### Set problem
Skip every line before the one containing "Look at the photo above. For each instance of the grass", then copy that line and the rest of the entries below exactly, through the last line.

- - -

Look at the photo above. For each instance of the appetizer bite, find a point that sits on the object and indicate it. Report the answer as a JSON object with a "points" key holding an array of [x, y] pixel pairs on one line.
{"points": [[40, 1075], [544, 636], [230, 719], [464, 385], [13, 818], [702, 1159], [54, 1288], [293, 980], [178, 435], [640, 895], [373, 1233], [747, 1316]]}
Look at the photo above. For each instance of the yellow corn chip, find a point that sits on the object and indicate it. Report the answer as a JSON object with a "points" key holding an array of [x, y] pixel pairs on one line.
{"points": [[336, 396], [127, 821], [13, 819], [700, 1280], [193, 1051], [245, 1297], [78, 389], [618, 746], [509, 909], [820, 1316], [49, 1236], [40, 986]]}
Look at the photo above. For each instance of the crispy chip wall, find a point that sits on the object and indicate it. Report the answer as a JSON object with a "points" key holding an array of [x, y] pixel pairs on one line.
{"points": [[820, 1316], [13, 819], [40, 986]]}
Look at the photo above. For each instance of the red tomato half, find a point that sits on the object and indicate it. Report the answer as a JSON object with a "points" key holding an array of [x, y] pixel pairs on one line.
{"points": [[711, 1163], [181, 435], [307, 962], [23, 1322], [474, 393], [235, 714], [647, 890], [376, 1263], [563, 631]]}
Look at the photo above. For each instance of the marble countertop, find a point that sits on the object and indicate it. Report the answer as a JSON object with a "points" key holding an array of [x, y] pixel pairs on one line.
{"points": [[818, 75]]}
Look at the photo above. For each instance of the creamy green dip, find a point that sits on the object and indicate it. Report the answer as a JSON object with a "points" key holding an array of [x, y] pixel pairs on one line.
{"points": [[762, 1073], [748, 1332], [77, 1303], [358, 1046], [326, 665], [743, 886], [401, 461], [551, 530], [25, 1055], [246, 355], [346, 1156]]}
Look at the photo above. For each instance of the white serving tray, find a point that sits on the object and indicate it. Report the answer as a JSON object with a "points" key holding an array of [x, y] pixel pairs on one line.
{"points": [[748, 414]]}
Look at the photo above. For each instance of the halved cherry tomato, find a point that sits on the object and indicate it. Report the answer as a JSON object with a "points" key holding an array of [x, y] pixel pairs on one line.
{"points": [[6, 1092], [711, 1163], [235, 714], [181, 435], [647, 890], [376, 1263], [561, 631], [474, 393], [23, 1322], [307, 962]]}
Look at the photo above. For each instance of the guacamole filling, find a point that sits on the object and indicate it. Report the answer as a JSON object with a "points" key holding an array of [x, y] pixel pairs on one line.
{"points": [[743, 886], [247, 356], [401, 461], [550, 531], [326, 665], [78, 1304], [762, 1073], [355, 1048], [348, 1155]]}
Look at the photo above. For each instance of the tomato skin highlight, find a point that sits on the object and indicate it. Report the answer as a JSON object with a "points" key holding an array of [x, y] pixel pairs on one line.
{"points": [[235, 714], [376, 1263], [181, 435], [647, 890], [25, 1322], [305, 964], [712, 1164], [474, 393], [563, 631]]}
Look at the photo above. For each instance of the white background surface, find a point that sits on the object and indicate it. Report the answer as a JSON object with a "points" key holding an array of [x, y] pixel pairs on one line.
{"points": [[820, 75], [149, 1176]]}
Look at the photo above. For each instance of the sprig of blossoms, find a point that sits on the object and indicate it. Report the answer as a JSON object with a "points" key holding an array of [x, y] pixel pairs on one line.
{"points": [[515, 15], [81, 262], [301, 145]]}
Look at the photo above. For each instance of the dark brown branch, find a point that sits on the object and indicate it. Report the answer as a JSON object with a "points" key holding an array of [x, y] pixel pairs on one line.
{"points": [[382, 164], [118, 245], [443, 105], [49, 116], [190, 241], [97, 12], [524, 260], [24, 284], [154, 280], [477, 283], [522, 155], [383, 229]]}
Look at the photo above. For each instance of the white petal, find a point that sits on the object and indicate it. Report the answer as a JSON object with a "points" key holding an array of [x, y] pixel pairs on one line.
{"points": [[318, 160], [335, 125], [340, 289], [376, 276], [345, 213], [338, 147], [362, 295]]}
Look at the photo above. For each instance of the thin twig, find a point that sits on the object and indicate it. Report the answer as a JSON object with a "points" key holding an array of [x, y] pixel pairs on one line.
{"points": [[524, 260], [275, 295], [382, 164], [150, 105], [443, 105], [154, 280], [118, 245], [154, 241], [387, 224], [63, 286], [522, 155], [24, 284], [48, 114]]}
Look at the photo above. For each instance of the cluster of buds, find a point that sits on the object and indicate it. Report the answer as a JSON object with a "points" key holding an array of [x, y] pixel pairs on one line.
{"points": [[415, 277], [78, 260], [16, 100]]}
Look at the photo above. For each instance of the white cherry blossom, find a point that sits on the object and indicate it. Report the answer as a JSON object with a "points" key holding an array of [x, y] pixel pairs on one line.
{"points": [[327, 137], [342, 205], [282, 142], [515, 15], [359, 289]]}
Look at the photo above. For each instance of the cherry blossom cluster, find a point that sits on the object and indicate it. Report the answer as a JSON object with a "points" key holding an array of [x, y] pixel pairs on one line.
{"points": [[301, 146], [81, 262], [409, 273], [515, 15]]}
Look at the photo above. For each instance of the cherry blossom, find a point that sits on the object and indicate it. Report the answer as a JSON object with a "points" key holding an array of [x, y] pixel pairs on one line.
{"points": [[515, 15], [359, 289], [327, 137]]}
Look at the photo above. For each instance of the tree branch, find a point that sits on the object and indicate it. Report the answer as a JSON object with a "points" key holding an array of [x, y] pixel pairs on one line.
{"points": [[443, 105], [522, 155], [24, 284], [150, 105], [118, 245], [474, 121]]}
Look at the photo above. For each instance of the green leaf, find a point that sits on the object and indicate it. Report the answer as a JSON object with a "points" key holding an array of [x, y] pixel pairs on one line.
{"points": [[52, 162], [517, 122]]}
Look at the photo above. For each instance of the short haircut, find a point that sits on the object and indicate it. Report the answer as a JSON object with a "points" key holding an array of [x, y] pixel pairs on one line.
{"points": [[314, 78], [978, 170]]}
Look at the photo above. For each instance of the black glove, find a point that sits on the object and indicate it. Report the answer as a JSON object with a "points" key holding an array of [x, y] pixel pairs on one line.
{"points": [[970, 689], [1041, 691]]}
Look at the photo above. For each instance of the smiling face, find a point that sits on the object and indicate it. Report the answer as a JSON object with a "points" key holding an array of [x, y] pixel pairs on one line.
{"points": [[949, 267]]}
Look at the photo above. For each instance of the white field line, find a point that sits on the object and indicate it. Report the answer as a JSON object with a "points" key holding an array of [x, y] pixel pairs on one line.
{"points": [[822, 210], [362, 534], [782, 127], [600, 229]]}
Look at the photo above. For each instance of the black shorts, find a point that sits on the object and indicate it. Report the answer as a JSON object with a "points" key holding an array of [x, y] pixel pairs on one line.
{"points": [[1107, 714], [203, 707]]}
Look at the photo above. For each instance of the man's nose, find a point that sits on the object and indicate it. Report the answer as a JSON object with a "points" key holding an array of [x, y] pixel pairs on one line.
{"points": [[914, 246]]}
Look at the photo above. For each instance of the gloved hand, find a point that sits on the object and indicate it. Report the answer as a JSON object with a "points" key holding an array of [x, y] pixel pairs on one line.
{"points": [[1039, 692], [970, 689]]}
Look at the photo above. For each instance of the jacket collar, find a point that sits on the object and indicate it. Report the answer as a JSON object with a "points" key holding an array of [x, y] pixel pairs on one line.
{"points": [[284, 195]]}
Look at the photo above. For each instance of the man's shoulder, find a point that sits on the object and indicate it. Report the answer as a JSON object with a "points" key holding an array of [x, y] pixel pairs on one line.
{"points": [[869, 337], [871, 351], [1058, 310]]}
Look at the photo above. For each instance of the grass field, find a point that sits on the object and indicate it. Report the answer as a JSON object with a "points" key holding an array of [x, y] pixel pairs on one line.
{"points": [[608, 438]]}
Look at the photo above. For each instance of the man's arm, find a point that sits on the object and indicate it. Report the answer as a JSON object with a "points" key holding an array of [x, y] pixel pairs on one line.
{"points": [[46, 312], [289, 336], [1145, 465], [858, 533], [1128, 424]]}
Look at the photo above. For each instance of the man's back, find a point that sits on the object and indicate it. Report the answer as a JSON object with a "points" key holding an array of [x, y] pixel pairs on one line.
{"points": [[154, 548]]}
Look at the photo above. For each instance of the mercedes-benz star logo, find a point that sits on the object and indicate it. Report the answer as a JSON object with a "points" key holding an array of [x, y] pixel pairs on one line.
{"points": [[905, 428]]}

- - -

### Complete answer
Look at the photo above. For each instance of the grass field, find a point that sits on the object and indicate it. Report the answer as a JSON object with a "points" key holding an array of [x, y] pixel pairs on one line.
{"points": [[608, 438]]}
Look at the photo above. For each instance of the man's arm, find a point that sits on the object and indicate it. Report the answer as a JSON object with a "points" key holding an array of [x, y] pixel pairs on one line.
{"points": [[46, 312], [289, 336], [1145, 465], [858, 533], [1128, 424]]}
Look at the photo above. For each instance of the man's back, find a point that sits on the object and indicate it. Report the answer as a JSON object with a "points" key holding an array of [x, y] pixel pairs on one line.
{"points": [[154, 548]]}
Look at the photo above. For each instance of the mercedes-benz star logo, find a point that sits on the object and indicate it. Report the answer as a JSON object with a "points" key holding an array of [x, y] pixel pairs on one line.
{"points": [[905, 428]]}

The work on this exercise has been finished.